═════ 原文 ═════

穂積隆信「積木くずし」騒動 一部始終
穂積家の不幸はこれにとどまらなかった。由香里はこの後、85年8月に覚醒剤所持で逮捕されて初等少年院に4カ月間収監される。86年12月に女優としてデビューを果たすも、90年の7月と8月にまた覚醒剤所持で逮捕された。
一方、穂積の妻は娘を連れ、3億円以上あった印税収入や講演料を預けていた会計士を名乗る男とともに出奔する。穂積は無一文となったばかりか、妻が穂積名義で残した1000万円の借金が肩にのしかかる。その上、妻は親類から相続した伊豆の土地を1億2000万円で無断売却し、その分の所得税約3000万円も支払うハメに。ベストセラー作家から一転、膨大な負債を抱えた。穂積は警察に相談したが、「これほど見事にごっそりやられた事件は初めて」と驚かれた。穂積と妻は双方が弁護士を立てた泥沼の争いの末、87年に離婚する。そして01年、この妻が頚(けい)動脈を切り、自殺したことが報じられる。あれだけ莫大な財産を持って家を出たのに最後の暮らしは生活保護で預金通帳には2万円しか残っていなかったという。

═════ データ抜粋 ═════

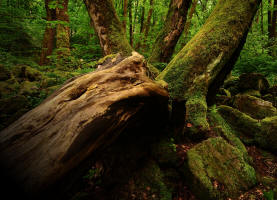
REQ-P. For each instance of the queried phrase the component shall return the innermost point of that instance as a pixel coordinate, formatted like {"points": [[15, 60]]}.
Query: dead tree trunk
{"points": [[86, 114], [171, 32], [49, 35], [108, 27], [200, 68]]}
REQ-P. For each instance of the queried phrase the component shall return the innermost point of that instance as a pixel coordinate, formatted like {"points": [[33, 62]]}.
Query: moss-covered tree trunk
{"points": [[108, 27], [48, 43], [171, 32], [63, 33], [199, 69]]}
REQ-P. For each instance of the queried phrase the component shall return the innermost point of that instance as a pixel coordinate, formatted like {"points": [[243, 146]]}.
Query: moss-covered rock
{"points": [[232, 85], [196, 111], [254, 93], [27, 73], [8, 87], [217, 170], [221, 128], [253, 81], [254, 107], [260, 132], [232, 81], [5, 74], [165, 152]]}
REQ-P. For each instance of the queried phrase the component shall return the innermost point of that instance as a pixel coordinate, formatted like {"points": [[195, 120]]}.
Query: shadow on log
{"points": [[87, 114]]}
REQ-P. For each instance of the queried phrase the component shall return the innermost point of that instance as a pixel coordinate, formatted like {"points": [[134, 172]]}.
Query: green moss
{"points": [[254, 107], [217, 170], [28, 88], [263, 133], [165, 153], [255, 93], [106, 59], [209, 50], [150, 181], [196, 113], [154, 71], [223, 129]]}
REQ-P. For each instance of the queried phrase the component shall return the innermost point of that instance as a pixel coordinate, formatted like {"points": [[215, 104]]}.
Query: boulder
{"points": [[164, 152], [147, 183], [8, 87], [254, 93], [217, 170], [222, 129], [261, 132], [232, 85], [254, 107], [253, 81], [4, 73], [86, 115]]}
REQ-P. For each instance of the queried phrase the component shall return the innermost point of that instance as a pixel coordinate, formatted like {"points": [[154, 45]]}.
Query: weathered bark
{"points": [[171, 32], [49, 35], [108, 27], [63, 32], [200, 68], [86, 114]]}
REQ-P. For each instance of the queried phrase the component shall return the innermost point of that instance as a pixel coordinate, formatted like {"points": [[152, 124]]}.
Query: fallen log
{"points": [[87, 114]]}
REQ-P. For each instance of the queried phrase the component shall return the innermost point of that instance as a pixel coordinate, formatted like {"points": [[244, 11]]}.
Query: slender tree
{"points": [[130, 22], [63, 32], [148, 21], [48, 43], [108, 27], [125, 11], [171, 32]]}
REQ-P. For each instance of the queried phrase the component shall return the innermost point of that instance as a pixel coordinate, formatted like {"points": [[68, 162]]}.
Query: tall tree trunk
{"points": [[49, 35], [262, 18], [63, 33], [274, 31], [148, 22], [190, 15], [125, 11], [269, 19], [130, 22], [142, 16], [199, 69], [171, 32], [142, 25], [108, 27], [274, 20]]}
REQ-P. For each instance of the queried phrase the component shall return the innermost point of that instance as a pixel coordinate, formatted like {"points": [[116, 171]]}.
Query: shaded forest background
{"points": [[23, 25]]}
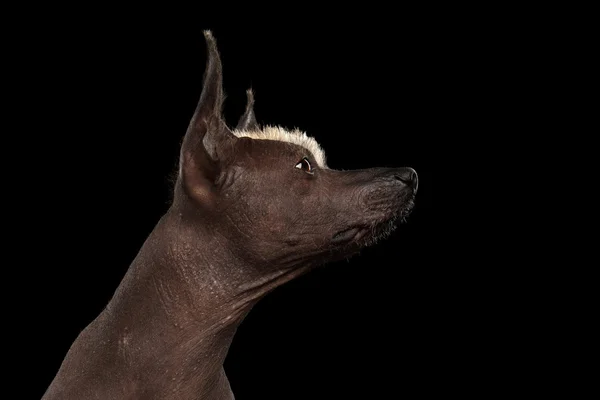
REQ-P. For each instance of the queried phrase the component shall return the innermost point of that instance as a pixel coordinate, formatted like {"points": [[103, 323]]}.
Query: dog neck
{"points": [[182, 300]]}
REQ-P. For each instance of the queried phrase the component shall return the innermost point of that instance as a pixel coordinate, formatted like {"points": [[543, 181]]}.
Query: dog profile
{"points": [[253, 207]]}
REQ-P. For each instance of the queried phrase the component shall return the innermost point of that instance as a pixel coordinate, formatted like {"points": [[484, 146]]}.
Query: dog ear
{"points": [[207, 133], [248, 121]]}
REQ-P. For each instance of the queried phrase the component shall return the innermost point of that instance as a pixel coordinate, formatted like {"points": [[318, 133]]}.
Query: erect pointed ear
{"points": [[248, 121], [207, 133]]}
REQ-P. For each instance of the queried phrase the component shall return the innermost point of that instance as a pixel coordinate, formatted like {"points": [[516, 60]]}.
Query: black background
{"points": [[114, 95]]}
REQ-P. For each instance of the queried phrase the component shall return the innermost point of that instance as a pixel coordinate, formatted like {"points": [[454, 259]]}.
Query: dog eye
{"points": [[304, 165]]}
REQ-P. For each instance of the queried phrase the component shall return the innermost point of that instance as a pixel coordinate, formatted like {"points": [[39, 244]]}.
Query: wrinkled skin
{"points": [[244, 220]]}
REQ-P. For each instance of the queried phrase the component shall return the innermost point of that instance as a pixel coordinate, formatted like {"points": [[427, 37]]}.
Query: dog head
{"points": [[269, 193]]}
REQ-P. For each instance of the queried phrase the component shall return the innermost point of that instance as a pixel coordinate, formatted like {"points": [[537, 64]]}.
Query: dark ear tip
{"points": [[210, 40], [250, 96]]}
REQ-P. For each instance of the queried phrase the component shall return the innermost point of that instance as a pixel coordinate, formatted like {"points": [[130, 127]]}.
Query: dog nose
{"points": [[409, 177]]}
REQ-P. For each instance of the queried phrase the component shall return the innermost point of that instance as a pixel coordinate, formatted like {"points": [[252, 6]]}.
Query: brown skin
{"points": [[244, 220]]}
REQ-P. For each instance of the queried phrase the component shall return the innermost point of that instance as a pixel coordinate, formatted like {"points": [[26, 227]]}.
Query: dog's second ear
{"points": [[207, 134], [248, 121]]}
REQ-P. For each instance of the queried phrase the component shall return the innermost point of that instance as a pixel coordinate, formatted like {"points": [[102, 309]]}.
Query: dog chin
{"points": [[368, 234]]}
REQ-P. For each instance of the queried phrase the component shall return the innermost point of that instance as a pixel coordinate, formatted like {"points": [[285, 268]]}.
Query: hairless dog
{"points": [[253, 207]]}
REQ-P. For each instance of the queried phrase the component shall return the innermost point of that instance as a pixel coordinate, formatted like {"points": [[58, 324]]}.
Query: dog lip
{"points": [[347, 235]]}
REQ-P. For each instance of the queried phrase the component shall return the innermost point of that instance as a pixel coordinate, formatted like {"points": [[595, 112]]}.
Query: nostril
{"points": [[409, 177]]}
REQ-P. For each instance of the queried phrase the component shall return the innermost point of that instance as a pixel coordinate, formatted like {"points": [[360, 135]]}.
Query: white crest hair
{"points": [[282, 135]]}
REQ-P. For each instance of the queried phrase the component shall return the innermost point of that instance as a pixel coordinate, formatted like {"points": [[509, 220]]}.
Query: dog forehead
{"points": [[279, 134]]}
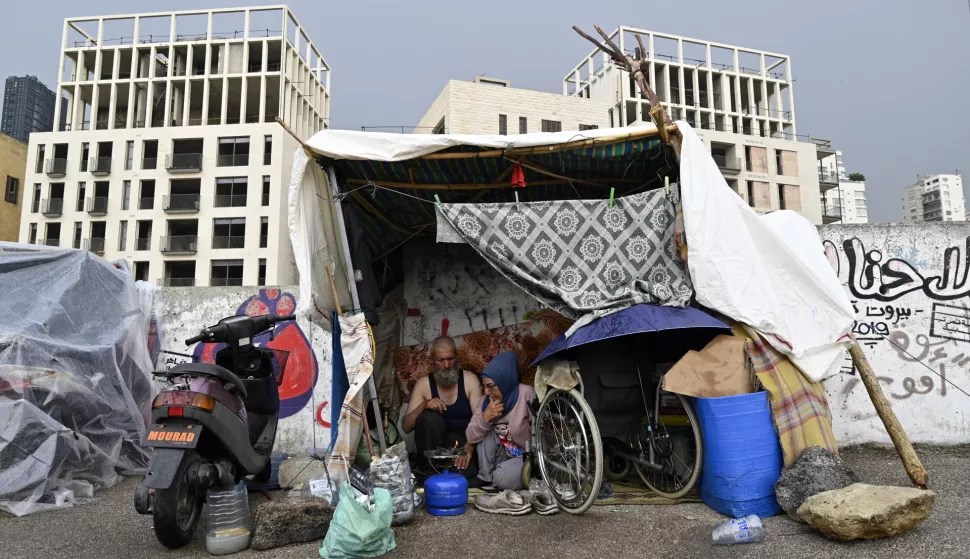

═════

◆ 読解の応用
a. 「積木くずし」騒動の記事について、次の問いに答えよ。
(i) 由香里が女優としてデビューしたのは何年何月か。
(ii) 妻が無断で売却した伊豆の土地の売却額はいくらか。
(iii) 穂積と妻が離婚したのは何年か。
b. 「積木くずし」騒動の記事の続きを、最後の文の後から書け。
記録は「積木くずし」騒動の記事とは関係がない。

◆ 課題別の解答
a.
(i) 86年12月
(ii) 1億2000万円
(iii) 87年

b.
その2年後の03年、穂積の元に戻ってきてヘルパーとして介護の仕事に取り組み始めていた由香里が心不全で35歳の若さで突然死する。この模様は実録モノとして制作され、昨年11月にも穂積が出演して「最終章」が放送された。名脇役のあまりにも波乱に満ちた人生。穂積は今も現役を続け、元妻の借金を返し続けているという。
◇1983年10月 3日、三宅島が大噴火する。9日、ビルマ・ラングーン(当時)で韓国・全斗煥大統領を狙った北朝鮮工作員による爆破テロ事件。韓国副首相ら21人が爆死。14日、東北大学付属病院で日本初の体外受精児が誕生する。